Only the lines from the one containing "find the decaying wood" to the end of the records belong in the output; print them exactly.

> Data

-----

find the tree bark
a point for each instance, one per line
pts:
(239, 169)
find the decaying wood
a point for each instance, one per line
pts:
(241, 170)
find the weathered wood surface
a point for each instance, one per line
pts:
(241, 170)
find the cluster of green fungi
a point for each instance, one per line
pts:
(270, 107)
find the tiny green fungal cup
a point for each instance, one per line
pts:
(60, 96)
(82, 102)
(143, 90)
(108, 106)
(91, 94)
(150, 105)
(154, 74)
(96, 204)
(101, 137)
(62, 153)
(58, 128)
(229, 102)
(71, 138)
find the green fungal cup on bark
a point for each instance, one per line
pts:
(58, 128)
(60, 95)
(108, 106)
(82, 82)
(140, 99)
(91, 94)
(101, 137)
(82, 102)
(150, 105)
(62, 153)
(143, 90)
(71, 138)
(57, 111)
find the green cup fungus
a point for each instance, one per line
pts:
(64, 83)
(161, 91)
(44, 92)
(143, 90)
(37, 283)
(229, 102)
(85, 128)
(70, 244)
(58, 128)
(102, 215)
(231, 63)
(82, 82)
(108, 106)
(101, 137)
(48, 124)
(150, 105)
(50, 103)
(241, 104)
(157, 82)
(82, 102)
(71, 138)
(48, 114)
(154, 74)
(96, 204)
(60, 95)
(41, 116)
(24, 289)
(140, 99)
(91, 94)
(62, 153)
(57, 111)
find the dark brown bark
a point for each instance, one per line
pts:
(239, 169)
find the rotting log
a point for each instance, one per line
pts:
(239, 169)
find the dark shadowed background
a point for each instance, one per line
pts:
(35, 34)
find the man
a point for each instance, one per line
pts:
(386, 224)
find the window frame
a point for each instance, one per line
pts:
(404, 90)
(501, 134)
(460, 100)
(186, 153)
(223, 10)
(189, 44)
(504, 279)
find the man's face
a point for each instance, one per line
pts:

-----

> Result of the task
find the decaying wood
a point for each instance, one per line
pts:
(241, 170)
find the weathered wood surface
a point for each instance, one per line
pts:
(241, 170)
find the cluster of green fungi
a point for each instance, one per line
pts:
(270, 107)
find the tiny green fungal cup
a point for each instance, one per line
pts:
(60, 96)
(82, 102)
(143, 90)
(108, 106)
(91, 94)
(150, 105)
(154, 74)
(96, 204)
(101, 137)
(62, 153)
(58, 128)
(229, 102)
(71, 138)
find the green fungal cup on bark
a point for each instance, one per line
pts:
(58, 128)
(60, 95)
(108, 106)
(82, 82)
(140, 99)
(91, 94)
(101, 137)
(82, 102)
(150, 105)
(62, 153)
(143, 90)
(71, 138)
(57, 111)
find the green cup fungus
a point for each instance, one per line
pts:
(64, 83)
(161, 91)
(44, 92)
(143, 90)
(37, 283)
(229, 102)
(85, 128)
(70, 244)
(58, 128)
(102, 215)
(231, 63)
(82, 82)
(108, 106)
(101, 137)
(48, 124)
(150, 105)
(50, 103)
(241, 104)
(157, 82)
(82, 102)
(71, 138)
(48, 114)
(154, 74)
(96, 204)
(60, 95)
(41, 116)
(24, 289)
(140, 99)
(91, 94)
(62, 153)
(57, 111)
find the dark brown bark
a point for each instance, one per line
pts:
(239, 169)
find the rotting log
a point for each instance, one per line
pts:
(239, 169)
find the dark shadowed background
a point for each instance, one per line
pts:
(35, 34)
find the man
a point for each instance, one per line
pts:
(386, 224)
find the window frame
a point for each instance, one per line
pts:
(404, 90)
(501, 134)
(460, 100)
(186, 153)
(223, 10)
(189, 44)
(504, 279)
find the man's face
a point for each instance, one per line
pts:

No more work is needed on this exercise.